**Requirement**
Reproduce all the records word for word. Omit images.

**The data**
--- START ---
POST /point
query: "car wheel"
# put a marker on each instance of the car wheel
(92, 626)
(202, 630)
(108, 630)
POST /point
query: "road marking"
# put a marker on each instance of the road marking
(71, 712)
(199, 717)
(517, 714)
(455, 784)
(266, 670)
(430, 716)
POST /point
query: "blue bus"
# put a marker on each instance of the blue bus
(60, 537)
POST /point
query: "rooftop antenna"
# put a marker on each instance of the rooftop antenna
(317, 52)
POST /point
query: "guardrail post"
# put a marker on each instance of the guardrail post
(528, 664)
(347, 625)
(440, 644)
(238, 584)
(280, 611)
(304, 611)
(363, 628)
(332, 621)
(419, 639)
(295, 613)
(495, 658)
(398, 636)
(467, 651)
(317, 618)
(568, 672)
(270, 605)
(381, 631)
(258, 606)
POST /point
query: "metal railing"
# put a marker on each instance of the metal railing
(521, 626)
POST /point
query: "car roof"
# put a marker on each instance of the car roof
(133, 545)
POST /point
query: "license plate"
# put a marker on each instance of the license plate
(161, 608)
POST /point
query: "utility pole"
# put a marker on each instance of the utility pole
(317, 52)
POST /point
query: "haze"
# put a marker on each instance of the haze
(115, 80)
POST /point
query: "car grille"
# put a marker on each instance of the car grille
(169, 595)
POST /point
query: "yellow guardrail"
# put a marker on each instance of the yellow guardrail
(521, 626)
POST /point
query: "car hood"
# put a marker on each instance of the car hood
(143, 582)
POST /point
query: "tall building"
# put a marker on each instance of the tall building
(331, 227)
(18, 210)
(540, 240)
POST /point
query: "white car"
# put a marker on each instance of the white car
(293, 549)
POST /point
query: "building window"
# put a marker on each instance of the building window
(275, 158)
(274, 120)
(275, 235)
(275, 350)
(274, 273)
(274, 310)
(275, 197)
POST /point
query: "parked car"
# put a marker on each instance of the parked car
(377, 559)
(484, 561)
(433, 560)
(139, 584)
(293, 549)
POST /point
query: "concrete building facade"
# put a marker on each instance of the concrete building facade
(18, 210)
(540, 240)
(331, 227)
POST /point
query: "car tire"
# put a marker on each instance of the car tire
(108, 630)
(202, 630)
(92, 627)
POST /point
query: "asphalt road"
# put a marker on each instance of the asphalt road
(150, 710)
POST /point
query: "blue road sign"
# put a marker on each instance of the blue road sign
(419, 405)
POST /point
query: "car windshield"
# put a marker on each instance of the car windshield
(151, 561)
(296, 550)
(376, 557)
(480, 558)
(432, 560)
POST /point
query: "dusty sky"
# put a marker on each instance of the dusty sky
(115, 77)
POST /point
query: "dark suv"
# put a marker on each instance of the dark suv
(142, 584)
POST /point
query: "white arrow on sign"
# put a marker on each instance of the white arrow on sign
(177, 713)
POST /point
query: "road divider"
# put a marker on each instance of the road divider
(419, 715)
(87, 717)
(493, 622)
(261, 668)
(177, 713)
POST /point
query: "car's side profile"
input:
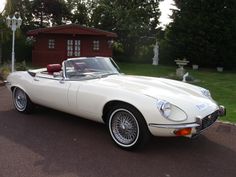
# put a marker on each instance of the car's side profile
(132, 107)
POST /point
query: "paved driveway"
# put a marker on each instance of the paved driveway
(53, 144)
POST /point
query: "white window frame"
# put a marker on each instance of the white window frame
(96, 45)
(73, 48)
(51, 43)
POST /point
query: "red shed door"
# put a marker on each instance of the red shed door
(73, 48)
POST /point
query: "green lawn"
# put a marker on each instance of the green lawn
(221, 85)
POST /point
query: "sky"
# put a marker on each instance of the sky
(164, 7)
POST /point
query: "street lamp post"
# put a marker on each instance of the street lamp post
(13, 23)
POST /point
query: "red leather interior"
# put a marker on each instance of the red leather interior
(51, 68)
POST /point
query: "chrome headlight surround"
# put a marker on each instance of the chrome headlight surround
(170, 111)
(206, 93)
(164, 107)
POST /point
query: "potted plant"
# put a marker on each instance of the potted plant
(219, 66)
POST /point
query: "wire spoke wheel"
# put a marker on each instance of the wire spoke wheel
(124, 127)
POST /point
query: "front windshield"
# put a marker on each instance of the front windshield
(89, 67)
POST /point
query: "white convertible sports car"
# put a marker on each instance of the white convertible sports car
(132, 107)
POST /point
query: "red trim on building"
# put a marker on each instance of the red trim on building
(52, 44)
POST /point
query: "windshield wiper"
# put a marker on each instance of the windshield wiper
(108, 74)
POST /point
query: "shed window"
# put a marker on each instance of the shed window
(77, 48)
(69, 48)
(96, 45)
(51, 43)
(73, 48)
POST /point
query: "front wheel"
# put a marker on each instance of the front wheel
(127, 127)
(21, 101)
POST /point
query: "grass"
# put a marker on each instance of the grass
(221, 85)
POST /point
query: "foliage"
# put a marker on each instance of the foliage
(220, 84)
(204, 32)
(134, 21)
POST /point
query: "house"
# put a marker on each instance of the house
(55, 44)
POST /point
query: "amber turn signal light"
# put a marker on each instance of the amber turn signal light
(183, 132)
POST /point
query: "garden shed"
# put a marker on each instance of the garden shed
(55, 44)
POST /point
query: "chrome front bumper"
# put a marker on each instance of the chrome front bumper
(197, 127)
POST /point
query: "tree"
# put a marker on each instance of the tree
(204, 32)
(132, 20)
(49, 12)
(24, 9)
(79, 11)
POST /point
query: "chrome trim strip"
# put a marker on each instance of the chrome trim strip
(174, 126)
(6, 83)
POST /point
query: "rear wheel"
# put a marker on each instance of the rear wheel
(127, 127)
(21, 101)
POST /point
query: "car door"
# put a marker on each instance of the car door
(51, 92)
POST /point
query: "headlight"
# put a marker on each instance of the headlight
(164, 107)
(206, 93)
(170, 111)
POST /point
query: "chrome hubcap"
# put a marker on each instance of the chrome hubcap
(20, 99)
(124, 127)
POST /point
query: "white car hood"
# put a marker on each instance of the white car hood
--- END ---
**Answer section**
POST /point
query: "car wheel"
# put a marker on each instance of the car wheel
(92, 626)
(202, 630)
(108, 630)
POST /point
query: "road marking"
# put a marker on each instance of the road marking
(71, 712)
(199, 717)
(517, 714)
(455, 784)
(266, 670)
(430, 716)
POST /point
query: "blue bus"
# put a marker on each instance of the blue bus
(60, 537)
POST /point
query: "rooftop antenna"
# put a marker on each instance of the rooftop antenna
(317, 52)
POST /point
query: "guardrail post"
# put a marker on each instance of the guardrail post
(528, 664)
(347, 625)
(440, 644)
(238, 584)
(280, 611)
(304, 611)
(363, 628)
(332, 621)
(419, 639)
(295, 613)
(495, 658)
(398, 636)
(467, 651)
(317, 618)
(568, 672)
(270, 605)
(381, 631)
(258, 606)
POST /point
query: "metal railing"
# put a marker on each instance of the metal railing
(521, 626)
POST /point
query: "car roof"
# put a marker on each instance of the car roof
(133, 545)
POST /point
query: "license plate"
# put a marker on each instance of the license plate
(161, 608)
POST /point
query: "utility pole"
# put a marker on each instance of the utility pole
(317, 52)
POST /point
query: "haze"
# put a marker on each instance of the haze
(115, 80)
POST /point
query: "car grille"
# put a marker on each instance of the car grille
(169, 595)
POST /point
query: "yellow guardrail"
# put a marker on each instance of the yellow guardrail
(521, 626)
POST /point
query: "car hood"
# put a marker on each instance of the car hood
(143, 582)
POST /point
query: "tall building"
# put a marker on each instance of the tall building
(331, 227)
(18, 210)
(540, 240)
POST /point
query: "white car"
# put a marker on each instance of the white car
(293, 549)
POST /point
query: "building window"
# put a marker on each instance of the building window
(275, 158)
(274, 120)
(275, 235)
(275, 350)
(274, 273)
(274, 310)
(275, 197)
POST /point
query: "parked car"
# put a marker on each instance of the parked car
(377, 559)
(484, 561)
(433, 560)
(139, 584)
(293, 549)
POST /point
query: "concrete building facade"
# put a marker on each instance of the concrete building facade
(18, 210)
(540, 240)
(331, 227)
POST /point
query: "car tire"
# put a marker on each instance of the car tire
(108, 630)
(202, 630)
(92, 627)
POST /point
query: "asphalt road"
# put a marker on each instance of the asphalt road
(150, 710)
POST /point
query: "blue road sign"
# put a marker on each instance of the blue road sign
(419, 405)
POST /point
query: "car windshield"
# put a marker on each instance of the car windshield
(151, 561)
(296, 550)
(376, 557)
(480, 558)
(432, 560)
POST /point
query: "dusty sky"
# put a marker on each instance of the dusty sky
(115, 77)
POST /point
query: "dark suv"
# put a marker on each instance of the dark suv
(142, 584)
POST /point
query: "white arrow on sign"
# put a marker on each instance of the white arrow on sign
(177, 713)
POST /point
query: "road divider"
# put a marker on each instance of the road divider
(419, 715)
(87, 717)
(493, 622)
(261, 668)
(177, 713)
POST /point
query: "car's side profile"
input:
# put a marker on each instance of the car's side profile
(132, 107)
POST /point
query: "paved driveway"
# put a marker on each instance of the paved driveway
(53, 144)
POST /point
query: "white window frame"
# put a marker on each instance of the white window frame
(96, 45)
(73, 48)
(51, 43)
POST /point
query: "red shed door"
# put a marker on each instance of the red shed door
(73, 48)
POST /point
query: "green lawn"
# put a marker on each instance of the green lawn
(221, 85)
POST /point
query: "sky"
# put a marker on each instance of the sky
(164, 7)
POST /point
query: "street lamp post"
# put a marker on each instance of the street lamp post
(13, 23)
POST /point
query: "red leather interior"
# put a marker on each instance of the red leather interior
(51, 68)
POST /point
query: "chrome headlight surround"
# put a marker on each instance of the chrome headlight surround
(170, 111)
(206, 93)
(164, 107)
POST /point
query: "potted plant"
# put a marker on each instance of the potted plant
(219, 66)
POST /point
query: "wire spoke wheel"
# put a marker on each instance of the wire spoke wheel
(124, 127)
POST /point
query: "front windshield"
# put a marker on each instance of the front windshield
(89, 67)
POST /point
query: "white convertible sports car"
# put a marker on each instance of the white convertible sports car
(132, 107)
POST /point
query: "red trim on building"
# put a marker on each instance of the red trim on building
(52, 44)
POST /point
query: "windshield wiper"
# put a marker on each instance of the windshield wiper
(108, 74)
POST /point
query: "shed window"
# put a marker on each instance of the shed window
(77, 48)
(69, 48)
(96, 45)
(51, 43)
(73, 48)
POST /point
query: "front wheel"
# put a marker on each instance of the front wheel
(127, 127)
(21, 101)
POST /point
query: "grass"
# put a marker on each instance of the grass
(221, 85)
POST /point
query: "foliage"
# put a marker on each instance of the foliage
(220, 84)
(204, 32)
(134, 21)
POST /point
query: "house"
# put a marker on each instance of the house
(55, 44)
POST /point
query: "amber turn signal light"
# put a marker on each instance of the amber turn signal light
(183, 132)
POST /point
query: "garden shed"
# put a marker on each instance of the garden shed
(55, 44)
POST /point
query: "chrome front bumper"
# put a marker on each instance of the chrome front bumper
(197, 127)
POST /point
query: "tree"
# put a marker on each instance of the tree
(204, 32)
(132, 20)
(49, 12)
(24, 9)
(79, 11)
POST /point
query: "chrome trim strip"
# put a marker on each instance of the chrome trim strip
(174, 126)
(6, 83)
POST /point
query: "rear wheel"
# put a marker on each instance of the rear wheel
(127, 127)
(21, 101)
POST /point
query: "car door"
# put a marker on each instance of the car door
(51, 92)
POST /point
query: "headlight"
# put a marker on each instance of the headlight
(164, 107)
(206, 93)
(170, 111)
POST /point
query: "chrome hubcap"
# put a marker on each instance of the chrome hubcap
(20, 99)
(124, 127)
POST /point
query: "white car hood"
# put a marker on each instance of the white car hood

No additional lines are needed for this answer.